_Naskah Sumber_
Jakarta (ANTARA News) - Staf Khusus Presiden Bidang Hukum Denny Indrayana mengatakan, dirinya ingin mengklarifikasi soal pernyataannya sebelum menjadi staf presiden bahwa empat wilayah korupsi yang ditembus salah satunya adalah "Istana".

"Saya ingin mengklarifikasi. Yang saya maksud `Istana` bukan hanya eksekutif, tetapi juga legislatif dan yudikatif," kata Denny dalam acara peluncuran buku "Korupsi Mengorupsi Indonesia" di Jakarta, Selasa.

Denny sebelum diangkat menjadi Staf Khusus Presiden Bidang Hukum, dalam sejumlah kesempatan mengemukakan bahwa terdapat empat wilayah yang sulit ditembus aksi pemberantasan korupsi, yaitu istana, cendana, senjata, dan pengusaha naga.

Ia memaparkan, cendana adalah simbol kekuasaan masa lalu, senjata adalah penguasa militer dan polisi, sedangkan pengusaha naga melambangkan tidak hanya pebisnis dari dalam negeri tetapi juga perusahaan multinasional.

Setelah menjadi Staf Khusus Presiden, Denny mengakui bahwa masih terdapat praktik-praktik yang mencerminkan adagium "power tends to corrupt" (kekuasaan cenderung untuk korup).

_Baris Data_
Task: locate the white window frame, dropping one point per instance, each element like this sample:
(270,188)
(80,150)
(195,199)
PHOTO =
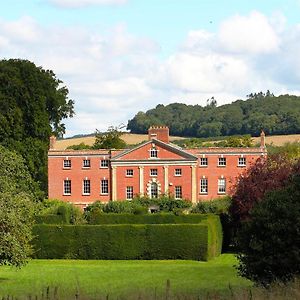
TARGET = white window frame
(67,164)
(204,186)
(178,192)
(104,163)
(129,192)
(242,162)
(222,186)
(222,162)
(153,172)
(86,187)
(202,160)
(129,172)
(67,187)
(104,187)
(153,153)
(86,163)
(178,172)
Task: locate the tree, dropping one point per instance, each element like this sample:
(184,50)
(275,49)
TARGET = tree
(268,243)
(17,194)
(33,103)
(110,139)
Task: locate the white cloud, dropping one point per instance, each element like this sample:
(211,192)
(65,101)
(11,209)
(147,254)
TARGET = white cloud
(84,3)
(114,75)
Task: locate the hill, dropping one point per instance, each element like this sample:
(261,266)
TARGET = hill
(275,115)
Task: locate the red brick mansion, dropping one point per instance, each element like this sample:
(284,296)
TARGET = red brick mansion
(150,169)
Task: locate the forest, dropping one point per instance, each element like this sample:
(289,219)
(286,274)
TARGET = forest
(273,114)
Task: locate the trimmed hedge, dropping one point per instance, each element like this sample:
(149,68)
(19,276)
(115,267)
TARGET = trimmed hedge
(160,218)
(129,241)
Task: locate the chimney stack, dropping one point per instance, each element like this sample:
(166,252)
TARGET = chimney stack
(159,132)
(52,142)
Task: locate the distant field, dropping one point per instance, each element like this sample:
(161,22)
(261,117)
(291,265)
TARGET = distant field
(131,139)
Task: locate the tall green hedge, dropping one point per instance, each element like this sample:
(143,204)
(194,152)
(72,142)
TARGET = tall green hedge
(129,241)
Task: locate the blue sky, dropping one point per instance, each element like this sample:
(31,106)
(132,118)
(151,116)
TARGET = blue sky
(121,56)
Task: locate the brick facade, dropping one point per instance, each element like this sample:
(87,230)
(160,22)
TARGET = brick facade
(152,168)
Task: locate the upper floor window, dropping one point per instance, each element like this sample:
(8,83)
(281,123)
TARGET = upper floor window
(67,163)
(86,187)
(242,162)
(203,186)
(178,192)
(222,161)
(153,172)
(203,161)
(129,192)
(178,172)
(221,185)
(86,163)
(104,187)
(67,187)
(129,172)
(104,163)
(153,153)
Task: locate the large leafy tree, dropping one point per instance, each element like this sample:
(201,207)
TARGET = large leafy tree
(17,194)
(33,103)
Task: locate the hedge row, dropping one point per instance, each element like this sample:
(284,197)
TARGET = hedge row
(161,218)
(129,241)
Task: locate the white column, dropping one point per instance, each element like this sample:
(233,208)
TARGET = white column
(114,184)
(194,183)
(141,171)
(166,179)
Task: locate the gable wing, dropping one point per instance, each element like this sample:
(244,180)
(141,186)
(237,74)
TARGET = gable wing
(164,152)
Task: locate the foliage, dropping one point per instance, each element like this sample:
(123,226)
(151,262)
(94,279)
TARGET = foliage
(276,115)
(33,104)
(266,174)
(269,242)
(17,195)
(216,206)
(81,146)
(55,212)
(167,241)
(110,139)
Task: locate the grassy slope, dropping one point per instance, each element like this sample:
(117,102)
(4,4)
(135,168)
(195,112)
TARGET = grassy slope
(120,277)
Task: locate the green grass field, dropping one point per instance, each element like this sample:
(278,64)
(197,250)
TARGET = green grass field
(95,279)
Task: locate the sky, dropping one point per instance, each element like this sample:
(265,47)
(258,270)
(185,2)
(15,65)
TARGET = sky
(118,57)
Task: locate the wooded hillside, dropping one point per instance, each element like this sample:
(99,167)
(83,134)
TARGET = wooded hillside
(275,115)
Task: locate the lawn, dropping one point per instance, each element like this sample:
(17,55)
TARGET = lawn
(93,279)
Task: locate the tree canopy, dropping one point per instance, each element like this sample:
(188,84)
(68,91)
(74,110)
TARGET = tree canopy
(33,103)
(275,115)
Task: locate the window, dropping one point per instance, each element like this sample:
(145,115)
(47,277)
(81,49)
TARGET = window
(203,186)
(203,161)
(67,163)
(104,187)
(129,192)
(222,161)
(86,187)
(153,153)
(104,163)
(222,186)
(129,172)
(178,172)
(86,163)
(178,192)
(242,162)
(67,187)
(153,172)
(154,190)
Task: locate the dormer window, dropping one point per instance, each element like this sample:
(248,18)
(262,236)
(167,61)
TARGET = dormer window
(153,153)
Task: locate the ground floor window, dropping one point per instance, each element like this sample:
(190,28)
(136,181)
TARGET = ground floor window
(178,192)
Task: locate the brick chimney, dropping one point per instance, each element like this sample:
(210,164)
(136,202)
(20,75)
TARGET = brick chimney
(159,132)
(52,142)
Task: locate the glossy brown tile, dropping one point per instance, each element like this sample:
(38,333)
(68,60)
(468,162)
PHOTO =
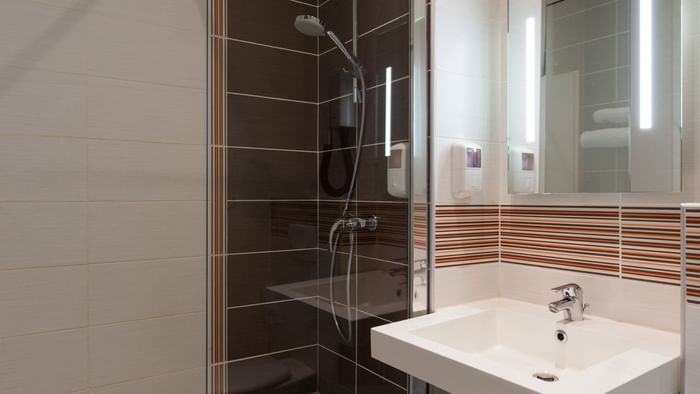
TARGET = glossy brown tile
(364,353)
(302,362)
(335,374)
(335,173)
(385,47)
(255,174)
(337,15)
(337,124)
(373,13)
(369,383)
(267,328)
(333,80)
(375,130)
(390,240)
(272,225)
(259,70)
(278,26)
(372,182)
(382,289)
(249,123)
(265,277)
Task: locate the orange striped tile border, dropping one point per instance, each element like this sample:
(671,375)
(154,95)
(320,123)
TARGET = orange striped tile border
(579,239)
(650,238)
(466,234)
(692,255)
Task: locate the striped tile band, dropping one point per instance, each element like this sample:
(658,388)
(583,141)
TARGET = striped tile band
(466,235)
(580,239)
(640,243)
(692,254)
(651,244)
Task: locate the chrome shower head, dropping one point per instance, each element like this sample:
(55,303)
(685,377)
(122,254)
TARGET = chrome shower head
(310,25)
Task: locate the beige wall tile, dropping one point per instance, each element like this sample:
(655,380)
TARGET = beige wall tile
(143,289)
(144,348)
(156,113)
(123,171)
(45,363)
(124,49)
(42,169)
(192,381)
(41,36)
(457,285)
(121,231)
(42,299)
(42,234)
(36,102)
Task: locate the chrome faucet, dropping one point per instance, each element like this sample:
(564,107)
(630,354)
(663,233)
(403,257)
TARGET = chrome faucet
(571,303)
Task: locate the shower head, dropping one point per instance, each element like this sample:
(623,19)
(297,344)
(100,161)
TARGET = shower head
(310,25)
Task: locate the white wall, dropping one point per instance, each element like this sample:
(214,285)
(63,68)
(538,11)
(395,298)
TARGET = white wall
(102,196)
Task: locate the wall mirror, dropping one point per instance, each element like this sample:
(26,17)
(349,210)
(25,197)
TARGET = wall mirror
(594,96)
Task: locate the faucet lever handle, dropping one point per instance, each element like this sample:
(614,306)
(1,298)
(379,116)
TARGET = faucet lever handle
(570,289)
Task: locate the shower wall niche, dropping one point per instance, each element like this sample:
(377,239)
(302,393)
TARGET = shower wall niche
(283,138)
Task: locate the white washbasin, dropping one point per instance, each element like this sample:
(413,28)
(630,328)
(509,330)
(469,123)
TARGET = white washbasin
(495,346)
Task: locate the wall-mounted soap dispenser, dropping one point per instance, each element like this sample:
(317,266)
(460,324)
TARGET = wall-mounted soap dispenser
(397,171)
(522,177)
(467,170)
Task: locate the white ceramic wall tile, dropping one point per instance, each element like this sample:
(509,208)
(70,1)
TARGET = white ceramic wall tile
(42,299)
(457,285)
(41,36)
(42,169)
(139,349)
(146,230)
(191,381)
(122,171)
(692,349)
(135,111)
(37,102)
(124,49)
(42,234)
(143,289)
(45,363)
(636,302)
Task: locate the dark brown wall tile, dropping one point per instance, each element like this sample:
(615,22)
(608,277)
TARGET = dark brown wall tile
(376,113)
(390,240)
(271,327)
(277,27)
(372,180)
(337,124)
(336,374)
(255,174)
(254,69)
(337,15)
(252,277)
(275,225)
(373,13)
(303,360)
(265,123)
(335,173)
(385,47)
(369,383)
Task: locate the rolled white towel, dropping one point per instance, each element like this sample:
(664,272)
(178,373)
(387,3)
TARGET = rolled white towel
(606,138)
(612,115)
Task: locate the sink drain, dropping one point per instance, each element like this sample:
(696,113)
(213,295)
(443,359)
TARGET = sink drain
(545,377)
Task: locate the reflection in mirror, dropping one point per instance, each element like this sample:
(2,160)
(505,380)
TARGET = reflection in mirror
(594,96)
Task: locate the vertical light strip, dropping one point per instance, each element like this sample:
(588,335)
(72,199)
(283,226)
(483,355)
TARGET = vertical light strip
(530,80)
(387,114)
(645,65)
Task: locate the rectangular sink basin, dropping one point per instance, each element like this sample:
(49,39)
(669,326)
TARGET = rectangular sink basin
(511,347)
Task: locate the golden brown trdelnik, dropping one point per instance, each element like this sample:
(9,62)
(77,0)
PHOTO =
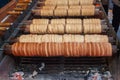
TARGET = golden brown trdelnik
(67,49)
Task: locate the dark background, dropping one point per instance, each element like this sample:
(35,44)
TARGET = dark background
(3,2)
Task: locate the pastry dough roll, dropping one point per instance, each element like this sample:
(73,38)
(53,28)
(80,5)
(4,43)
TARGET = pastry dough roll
(73,28)
(88,10)
(57,21)
(50,2)
(86,2)
(74,2)
(60,12)
(46,12)
(75,7)
(62,7)
(73,21)
(74,12)
(96,38)
(38,28)
(56,28)
(62,2)
(51,7)
(40,21)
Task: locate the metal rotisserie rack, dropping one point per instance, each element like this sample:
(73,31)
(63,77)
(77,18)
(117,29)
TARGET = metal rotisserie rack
(43,45)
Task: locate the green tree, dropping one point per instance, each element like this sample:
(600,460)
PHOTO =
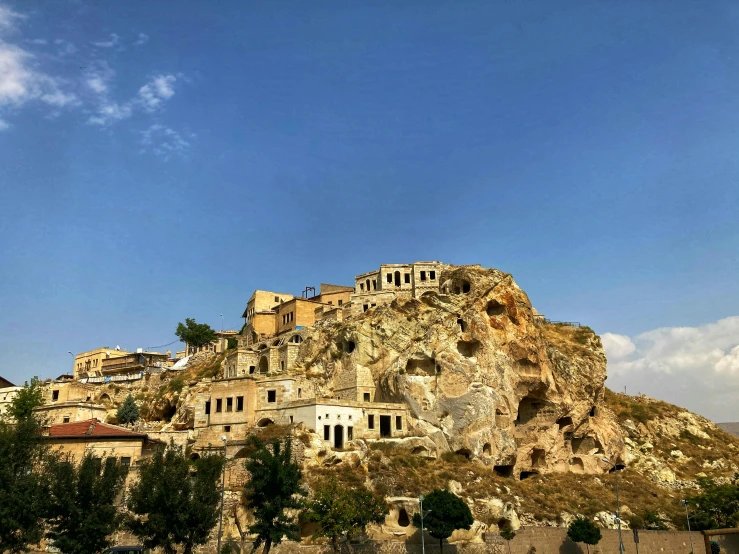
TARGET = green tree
(447,513)
(128,411)
(23,484)
(273,488)
(507,535)
(82,511)
(717,506)
(584,530)
(341,513)
(195,334)
(176,501)
(29,397)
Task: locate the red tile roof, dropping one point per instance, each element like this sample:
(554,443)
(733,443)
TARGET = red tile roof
(90,427)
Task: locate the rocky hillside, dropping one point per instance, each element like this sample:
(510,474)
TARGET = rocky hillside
(506,409)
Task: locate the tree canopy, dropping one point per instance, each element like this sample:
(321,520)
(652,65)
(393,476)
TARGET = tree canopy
(341,512)
(82,512)
(274,487)
(195,334)
(717,506)
(128,411)
(29,397)
(584,530)
(447,513)
(176,501)
(23,485)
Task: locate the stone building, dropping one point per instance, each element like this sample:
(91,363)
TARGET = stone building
(392,281)
(101,439)
(90,363)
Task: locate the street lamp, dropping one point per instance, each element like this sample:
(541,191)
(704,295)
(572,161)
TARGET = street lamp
(423,544)
(621,548)
(684,503)
(223,491)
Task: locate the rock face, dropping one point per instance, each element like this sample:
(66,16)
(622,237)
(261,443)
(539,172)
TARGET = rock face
(481,373)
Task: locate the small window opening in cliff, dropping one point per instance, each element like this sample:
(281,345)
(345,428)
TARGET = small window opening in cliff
(421,365)
(466,452)
(564,422)
(577,465)
(495,308)
(538,457)
(529,409)
(263,364)
(503,471)
(468,349)
(385,426)
(403,519)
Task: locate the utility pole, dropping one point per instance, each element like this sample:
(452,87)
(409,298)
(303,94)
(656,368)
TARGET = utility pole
(223,491)
(687,518)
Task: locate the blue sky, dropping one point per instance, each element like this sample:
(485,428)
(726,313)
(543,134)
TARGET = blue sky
(160,162)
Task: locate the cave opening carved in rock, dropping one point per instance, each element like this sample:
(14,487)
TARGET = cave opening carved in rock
(421,365)
(468,348)
(494,308)
(532,410)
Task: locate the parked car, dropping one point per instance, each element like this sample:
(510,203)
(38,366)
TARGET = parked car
(126,550)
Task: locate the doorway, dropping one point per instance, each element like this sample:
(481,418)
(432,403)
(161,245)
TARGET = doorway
(338,437)
(385,427)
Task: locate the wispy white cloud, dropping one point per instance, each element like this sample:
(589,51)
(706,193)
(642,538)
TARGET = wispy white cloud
(697,367)
(141,40)
(64,47)
(110,43)
(157,91)
(164,142)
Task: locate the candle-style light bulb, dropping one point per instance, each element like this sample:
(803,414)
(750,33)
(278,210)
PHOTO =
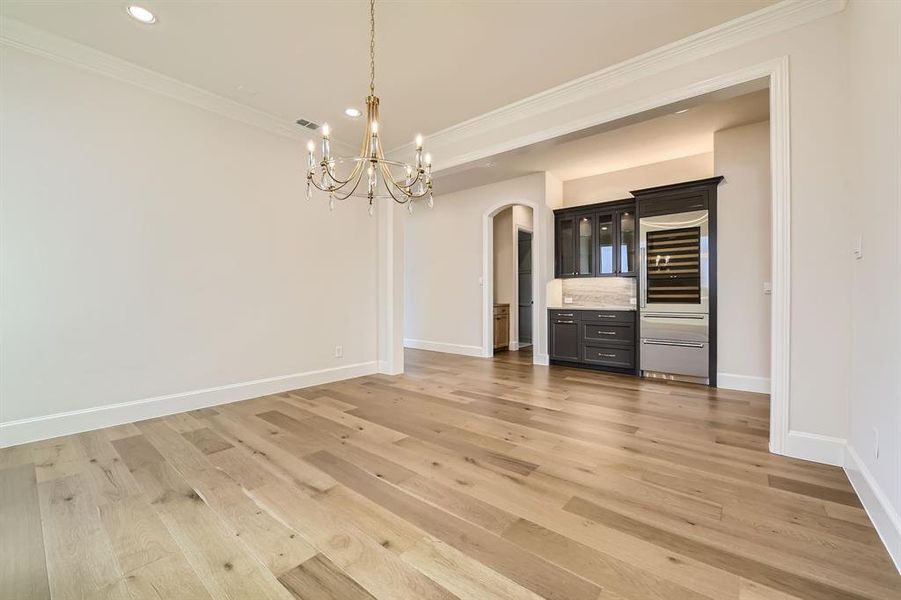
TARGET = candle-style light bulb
(326,146)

_Petunjuk Tugas_
(1) Jawablah pertanyaan berikut berdasarkan naskah sumber.
(a) Dalam acara apa Denny Indrayana menyampaikan klarifikasinya?
(b) Apa yang dilambangkan oleh "cendana" menurut pemaparan Denny?
(c) Adagium apa yang menurut Denny masih tercermin dalam praktik setelah ia menjadi Staf Khusus Presiden?
(2) Teruskan naskah sumber tentang klarifikasi Denny Indrayana mengenai wilayah korupsi, mulai setelah kalimat terakhirnya.
Catatan di atas diambil dari sumber yang berbeda.

_Kunci Jawaban_
(1)
(a) Dalam acara peluncuran buku "Korupsi Mengorupsi Indonesia" di Jakarta.
(b) Cendana adalah simbol kekuasaan masa lalu.
(c) Adagium "power tends to corrupt" (kekuasaan cenderung untuk korup).

(2)
Doktor Hukum Tata Negara itu menuturkan, penegakan hukum terhadap korupsi membutuhkan penanganan dan dosis hukum yang tepat.

Denny mengutarakan harapannya agar Indonesia tidak menjadi seperti Kamboja pada dekade 1970-an, di mana para penegak hukum seperti hakim dan pengacara di negara tersebut pada masa itu secara literal dihabisi karena tidak lagi dipercaya.

"Harus ada langkah yang tepat agar ketidakpercayaan publik kepada penegakan hukum tidak lagi menggumpal menjadi anarki," katanya.

Salah satu langkah tersebut, ujar dia, adalah dengan tidak menghadirkan hukum yang diskriminatif di mana pisau penegakan hukum terasa tajam di bawah tetapi tumpul di atas.

Acara peluncuran buku tersebut juga dihadiri antara lain oleh mantan Wakil Presiden RI Jusuf Kalla, ekonom Faisal Basri, dan Sekretaris Jenderal Transparency International Indonesia (TII) Teten Masduki.(*)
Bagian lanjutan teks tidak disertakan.